In the listing below, find the line containing "outline eroded rock face". Write out that line and every line after it to the end, exactly and only those.

════

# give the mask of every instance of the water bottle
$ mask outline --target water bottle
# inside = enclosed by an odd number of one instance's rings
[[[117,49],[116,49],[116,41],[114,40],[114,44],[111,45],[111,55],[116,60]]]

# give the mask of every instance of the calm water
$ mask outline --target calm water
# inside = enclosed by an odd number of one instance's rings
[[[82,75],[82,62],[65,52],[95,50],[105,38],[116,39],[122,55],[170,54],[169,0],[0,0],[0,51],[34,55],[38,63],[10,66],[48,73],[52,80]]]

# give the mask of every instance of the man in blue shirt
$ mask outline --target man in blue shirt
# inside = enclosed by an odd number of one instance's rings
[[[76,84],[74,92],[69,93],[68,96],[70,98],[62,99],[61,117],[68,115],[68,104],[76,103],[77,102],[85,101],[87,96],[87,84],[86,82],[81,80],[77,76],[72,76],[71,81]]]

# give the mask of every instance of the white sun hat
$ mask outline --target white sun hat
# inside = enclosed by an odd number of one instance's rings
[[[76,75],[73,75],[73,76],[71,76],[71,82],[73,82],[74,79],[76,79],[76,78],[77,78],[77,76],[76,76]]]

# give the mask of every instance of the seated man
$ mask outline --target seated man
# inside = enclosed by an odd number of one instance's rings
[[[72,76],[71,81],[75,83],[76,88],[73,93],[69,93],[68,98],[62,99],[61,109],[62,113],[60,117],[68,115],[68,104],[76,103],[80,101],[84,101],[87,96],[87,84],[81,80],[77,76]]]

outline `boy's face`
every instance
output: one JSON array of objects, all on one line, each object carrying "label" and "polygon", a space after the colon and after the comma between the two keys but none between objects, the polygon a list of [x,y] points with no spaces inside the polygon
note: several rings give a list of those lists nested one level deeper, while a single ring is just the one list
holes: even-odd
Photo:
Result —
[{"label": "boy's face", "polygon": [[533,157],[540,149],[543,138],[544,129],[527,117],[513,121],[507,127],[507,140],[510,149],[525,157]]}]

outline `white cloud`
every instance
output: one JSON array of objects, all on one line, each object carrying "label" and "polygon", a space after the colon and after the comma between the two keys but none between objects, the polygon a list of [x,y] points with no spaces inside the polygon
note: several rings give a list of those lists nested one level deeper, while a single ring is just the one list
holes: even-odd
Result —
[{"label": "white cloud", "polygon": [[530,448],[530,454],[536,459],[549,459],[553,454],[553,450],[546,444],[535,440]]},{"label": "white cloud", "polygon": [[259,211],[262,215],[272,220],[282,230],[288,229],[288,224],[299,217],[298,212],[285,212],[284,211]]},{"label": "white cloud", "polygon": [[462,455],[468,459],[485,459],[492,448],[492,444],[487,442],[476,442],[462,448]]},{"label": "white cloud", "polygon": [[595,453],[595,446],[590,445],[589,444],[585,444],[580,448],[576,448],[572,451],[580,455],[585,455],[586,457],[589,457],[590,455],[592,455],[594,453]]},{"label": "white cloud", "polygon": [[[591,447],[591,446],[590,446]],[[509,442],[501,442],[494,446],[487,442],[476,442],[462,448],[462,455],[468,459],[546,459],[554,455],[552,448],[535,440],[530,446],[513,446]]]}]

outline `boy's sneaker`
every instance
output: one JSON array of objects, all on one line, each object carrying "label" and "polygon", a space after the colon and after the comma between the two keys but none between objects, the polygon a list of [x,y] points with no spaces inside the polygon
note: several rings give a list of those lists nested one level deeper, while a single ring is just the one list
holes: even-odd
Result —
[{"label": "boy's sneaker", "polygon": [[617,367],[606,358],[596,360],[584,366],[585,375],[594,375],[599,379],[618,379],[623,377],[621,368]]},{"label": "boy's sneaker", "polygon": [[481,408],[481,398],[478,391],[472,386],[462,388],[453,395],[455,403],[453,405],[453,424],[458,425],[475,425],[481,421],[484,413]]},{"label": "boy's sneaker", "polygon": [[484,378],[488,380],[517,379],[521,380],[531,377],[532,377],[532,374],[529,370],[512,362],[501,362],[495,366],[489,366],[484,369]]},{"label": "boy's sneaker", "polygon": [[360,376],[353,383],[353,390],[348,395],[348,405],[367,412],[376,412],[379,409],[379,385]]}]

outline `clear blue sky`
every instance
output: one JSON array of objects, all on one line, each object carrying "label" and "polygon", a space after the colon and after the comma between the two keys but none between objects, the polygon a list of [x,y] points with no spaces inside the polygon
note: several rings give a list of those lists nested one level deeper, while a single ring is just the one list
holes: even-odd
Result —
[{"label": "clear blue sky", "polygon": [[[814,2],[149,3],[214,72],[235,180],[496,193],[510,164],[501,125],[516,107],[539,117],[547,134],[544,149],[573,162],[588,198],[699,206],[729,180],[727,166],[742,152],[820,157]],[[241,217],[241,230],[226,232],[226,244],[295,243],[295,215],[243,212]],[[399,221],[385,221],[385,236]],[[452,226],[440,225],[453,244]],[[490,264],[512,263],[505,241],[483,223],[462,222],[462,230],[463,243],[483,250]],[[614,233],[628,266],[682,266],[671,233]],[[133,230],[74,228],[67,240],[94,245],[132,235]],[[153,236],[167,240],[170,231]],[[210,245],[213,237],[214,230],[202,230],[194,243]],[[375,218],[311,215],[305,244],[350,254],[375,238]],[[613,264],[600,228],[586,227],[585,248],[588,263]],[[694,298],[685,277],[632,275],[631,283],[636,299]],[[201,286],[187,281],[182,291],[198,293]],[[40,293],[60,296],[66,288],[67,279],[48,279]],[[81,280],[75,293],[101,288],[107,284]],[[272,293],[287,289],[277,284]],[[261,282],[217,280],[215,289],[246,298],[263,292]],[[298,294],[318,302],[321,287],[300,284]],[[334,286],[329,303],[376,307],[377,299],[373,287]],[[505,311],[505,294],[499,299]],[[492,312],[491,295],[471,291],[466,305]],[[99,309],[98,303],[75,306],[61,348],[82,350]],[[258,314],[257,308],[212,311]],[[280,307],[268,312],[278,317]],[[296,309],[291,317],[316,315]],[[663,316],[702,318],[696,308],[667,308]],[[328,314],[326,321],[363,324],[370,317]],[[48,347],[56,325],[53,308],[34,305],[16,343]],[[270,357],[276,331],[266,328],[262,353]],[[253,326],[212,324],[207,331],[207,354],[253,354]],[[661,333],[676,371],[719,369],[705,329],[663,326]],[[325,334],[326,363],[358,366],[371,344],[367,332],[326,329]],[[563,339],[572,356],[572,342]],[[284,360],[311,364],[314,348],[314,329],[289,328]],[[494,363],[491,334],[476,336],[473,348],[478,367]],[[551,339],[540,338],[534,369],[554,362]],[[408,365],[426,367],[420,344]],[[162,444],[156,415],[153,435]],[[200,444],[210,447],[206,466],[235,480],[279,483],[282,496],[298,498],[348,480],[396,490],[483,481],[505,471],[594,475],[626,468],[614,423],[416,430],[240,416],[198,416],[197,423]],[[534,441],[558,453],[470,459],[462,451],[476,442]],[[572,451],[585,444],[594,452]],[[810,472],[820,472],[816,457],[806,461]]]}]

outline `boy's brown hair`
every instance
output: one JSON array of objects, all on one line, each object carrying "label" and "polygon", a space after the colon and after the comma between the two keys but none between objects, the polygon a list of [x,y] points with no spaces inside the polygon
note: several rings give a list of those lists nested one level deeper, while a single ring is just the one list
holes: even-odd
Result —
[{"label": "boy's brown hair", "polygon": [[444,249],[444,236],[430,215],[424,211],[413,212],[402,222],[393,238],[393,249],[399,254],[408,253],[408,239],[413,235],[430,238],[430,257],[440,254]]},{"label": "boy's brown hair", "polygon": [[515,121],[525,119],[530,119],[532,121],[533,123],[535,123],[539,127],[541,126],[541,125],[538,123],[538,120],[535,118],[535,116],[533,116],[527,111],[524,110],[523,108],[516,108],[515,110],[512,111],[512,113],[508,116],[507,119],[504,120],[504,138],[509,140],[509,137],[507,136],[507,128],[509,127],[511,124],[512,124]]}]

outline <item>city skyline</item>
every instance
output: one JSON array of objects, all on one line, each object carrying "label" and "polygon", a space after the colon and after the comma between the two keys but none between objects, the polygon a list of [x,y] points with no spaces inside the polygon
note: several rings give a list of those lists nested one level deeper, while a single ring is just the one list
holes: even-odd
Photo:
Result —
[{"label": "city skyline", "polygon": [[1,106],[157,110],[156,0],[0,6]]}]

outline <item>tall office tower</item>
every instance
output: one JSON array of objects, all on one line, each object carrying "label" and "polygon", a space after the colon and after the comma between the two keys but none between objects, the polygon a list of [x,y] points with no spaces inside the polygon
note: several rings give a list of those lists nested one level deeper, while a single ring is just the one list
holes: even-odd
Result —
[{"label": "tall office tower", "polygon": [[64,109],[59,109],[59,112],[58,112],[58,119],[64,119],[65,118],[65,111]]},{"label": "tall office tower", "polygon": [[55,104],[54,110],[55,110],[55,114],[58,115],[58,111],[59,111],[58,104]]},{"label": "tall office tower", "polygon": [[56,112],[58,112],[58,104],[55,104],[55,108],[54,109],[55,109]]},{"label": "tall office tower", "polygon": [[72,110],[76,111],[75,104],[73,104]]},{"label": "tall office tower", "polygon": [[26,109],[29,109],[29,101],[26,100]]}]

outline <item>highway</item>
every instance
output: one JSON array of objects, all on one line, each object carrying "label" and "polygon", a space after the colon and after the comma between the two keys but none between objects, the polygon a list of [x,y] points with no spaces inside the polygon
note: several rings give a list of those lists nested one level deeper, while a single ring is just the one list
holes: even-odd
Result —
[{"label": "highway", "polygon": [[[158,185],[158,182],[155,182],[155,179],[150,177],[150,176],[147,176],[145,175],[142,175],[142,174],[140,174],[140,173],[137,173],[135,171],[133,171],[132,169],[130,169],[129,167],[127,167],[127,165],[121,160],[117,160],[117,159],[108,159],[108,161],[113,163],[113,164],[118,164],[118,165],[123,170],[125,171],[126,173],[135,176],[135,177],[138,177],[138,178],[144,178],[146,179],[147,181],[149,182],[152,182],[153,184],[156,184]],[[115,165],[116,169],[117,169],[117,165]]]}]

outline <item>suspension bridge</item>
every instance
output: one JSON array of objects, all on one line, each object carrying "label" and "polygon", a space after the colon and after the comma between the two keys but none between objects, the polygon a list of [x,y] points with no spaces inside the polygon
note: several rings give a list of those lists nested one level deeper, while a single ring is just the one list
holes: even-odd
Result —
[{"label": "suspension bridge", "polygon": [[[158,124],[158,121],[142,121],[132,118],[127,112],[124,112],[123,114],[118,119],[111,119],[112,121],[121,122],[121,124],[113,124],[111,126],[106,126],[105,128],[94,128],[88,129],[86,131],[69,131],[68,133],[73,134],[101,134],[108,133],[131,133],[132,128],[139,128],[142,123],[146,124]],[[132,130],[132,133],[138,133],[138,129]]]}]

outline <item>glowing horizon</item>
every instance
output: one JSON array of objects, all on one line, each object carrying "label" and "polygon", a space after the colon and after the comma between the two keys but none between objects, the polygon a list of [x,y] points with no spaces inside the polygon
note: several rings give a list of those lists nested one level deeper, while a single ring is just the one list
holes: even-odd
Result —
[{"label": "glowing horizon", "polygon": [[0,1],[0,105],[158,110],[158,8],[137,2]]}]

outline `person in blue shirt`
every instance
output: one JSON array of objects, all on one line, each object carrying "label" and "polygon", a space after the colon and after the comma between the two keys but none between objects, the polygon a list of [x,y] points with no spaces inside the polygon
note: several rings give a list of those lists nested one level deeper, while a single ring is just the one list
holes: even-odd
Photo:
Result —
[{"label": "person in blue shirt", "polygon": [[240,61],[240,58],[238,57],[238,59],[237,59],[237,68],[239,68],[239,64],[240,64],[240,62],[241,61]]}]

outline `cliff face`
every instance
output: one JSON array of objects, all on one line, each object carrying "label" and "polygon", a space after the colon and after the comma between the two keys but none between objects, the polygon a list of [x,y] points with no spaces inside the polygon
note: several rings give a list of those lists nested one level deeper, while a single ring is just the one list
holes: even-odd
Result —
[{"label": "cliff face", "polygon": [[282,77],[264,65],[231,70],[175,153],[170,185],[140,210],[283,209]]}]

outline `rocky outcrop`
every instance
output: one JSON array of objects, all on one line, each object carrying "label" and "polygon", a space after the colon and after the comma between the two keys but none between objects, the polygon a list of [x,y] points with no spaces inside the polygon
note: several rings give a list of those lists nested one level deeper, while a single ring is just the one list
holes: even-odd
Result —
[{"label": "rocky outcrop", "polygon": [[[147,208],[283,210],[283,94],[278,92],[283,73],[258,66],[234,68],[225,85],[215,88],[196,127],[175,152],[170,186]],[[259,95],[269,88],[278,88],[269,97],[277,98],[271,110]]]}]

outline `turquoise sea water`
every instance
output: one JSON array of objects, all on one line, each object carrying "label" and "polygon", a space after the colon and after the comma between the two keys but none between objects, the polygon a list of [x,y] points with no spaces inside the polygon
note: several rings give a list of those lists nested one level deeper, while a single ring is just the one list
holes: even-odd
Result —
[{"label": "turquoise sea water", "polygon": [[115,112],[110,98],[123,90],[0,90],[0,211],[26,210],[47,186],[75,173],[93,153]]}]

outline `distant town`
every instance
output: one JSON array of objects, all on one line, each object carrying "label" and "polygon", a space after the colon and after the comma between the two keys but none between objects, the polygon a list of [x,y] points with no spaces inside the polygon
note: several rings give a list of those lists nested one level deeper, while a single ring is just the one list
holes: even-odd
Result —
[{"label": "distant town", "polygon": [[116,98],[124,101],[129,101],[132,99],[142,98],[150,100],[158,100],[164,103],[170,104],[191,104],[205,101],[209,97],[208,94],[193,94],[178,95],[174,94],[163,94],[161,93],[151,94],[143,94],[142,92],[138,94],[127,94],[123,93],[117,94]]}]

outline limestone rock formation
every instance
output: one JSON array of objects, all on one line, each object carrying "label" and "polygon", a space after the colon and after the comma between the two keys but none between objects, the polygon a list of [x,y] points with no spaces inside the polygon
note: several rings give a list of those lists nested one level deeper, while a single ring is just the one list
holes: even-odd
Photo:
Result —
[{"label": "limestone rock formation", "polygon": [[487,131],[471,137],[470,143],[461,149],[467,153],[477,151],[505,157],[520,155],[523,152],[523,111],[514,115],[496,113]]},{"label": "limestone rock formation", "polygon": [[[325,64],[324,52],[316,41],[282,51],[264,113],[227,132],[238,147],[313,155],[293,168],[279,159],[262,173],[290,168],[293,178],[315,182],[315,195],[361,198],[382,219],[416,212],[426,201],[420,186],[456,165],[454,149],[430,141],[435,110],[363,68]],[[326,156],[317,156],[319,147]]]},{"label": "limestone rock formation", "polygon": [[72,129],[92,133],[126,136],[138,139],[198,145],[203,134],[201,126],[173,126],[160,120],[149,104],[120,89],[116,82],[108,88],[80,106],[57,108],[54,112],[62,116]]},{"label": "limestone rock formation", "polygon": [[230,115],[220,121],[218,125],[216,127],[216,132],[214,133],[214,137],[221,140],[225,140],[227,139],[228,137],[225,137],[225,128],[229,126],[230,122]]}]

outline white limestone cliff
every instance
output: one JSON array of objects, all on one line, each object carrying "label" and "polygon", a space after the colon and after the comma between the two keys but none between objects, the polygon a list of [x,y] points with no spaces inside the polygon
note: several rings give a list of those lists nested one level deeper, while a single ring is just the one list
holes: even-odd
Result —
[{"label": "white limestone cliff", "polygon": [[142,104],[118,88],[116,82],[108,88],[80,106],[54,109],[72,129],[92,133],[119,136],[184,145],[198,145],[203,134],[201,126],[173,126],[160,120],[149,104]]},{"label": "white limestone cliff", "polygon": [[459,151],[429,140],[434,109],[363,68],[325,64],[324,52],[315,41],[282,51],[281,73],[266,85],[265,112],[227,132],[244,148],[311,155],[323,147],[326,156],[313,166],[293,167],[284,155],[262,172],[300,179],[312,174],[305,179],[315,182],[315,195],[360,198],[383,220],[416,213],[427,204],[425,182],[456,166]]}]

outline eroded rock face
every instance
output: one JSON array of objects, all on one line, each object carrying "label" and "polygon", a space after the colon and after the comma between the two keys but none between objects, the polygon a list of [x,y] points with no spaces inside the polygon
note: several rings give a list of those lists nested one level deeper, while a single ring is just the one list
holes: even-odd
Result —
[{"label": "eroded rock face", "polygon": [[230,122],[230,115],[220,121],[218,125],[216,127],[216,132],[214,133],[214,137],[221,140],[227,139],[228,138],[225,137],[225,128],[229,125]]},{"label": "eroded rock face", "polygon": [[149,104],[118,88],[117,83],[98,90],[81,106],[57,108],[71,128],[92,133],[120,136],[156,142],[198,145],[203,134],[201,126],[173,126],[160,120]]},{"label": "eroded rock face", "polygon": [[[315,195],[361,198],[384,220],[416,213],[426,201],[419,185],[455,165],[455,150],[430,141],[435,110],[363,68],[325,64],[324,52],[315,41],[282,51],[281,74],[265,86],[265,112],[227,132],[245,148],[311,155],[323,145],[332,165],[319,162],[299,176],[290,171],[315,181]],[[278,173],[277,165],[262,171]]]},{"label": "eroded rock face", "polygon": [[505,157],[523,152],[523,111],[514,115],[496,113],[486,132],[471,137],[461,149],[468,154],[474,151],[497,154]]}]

════

**Output for this task**
outline eroded rock face
every instance
output: one JSON array of objects, all on one line, each object carrying "label" and "polygon", a space after the colon and after the comma between the two keys but none between objects, the polygon a list of [x,y] points with no spaces inside the polygon
note: several rings give a list of those lists nested one level deeper, while a single ring is just the one list
holes: even-odd
Result —
[{"label": "eroded rock face", "polygon": [[230,122],[230,115],[220,121],[218,125],[216,127],[216,132],[214,133],[214,137],[221,140],[227,139],[228,138],[225,137],[225,128],[229,125]]},{"label": "eroded rock face", "polygon": [[149,104],[118,88],[117,83],[98,90],[81,106],[57,108],[71,128],[92,133],[120,136],[156,142],[198,145],[203,134],[201,126],[173,126],[160,120]]},{"label": "eroded rock face", "polygon": [[[315,195],[361,198],[384,220],[416,213],[426,201],[419,185],[455,165],[455,150],[430,141],[435,110],[363,68],[325,64],[324,52],[315,41],[282,51],[281,74],[265,86],[265,112],[227,132],[245,148],[311,155],[323,145],[332,165],[319,162],[299,176],[290,171],[315,181]],[[278,173],[277,165],[262,171]]]},{"label": "eroded rock face", "polygon": [[505,157],[523,152],[523,111],[514,115],[496,113],[486,132],[471,137],[461,149],[468,154],[474,151],[497,154]]}]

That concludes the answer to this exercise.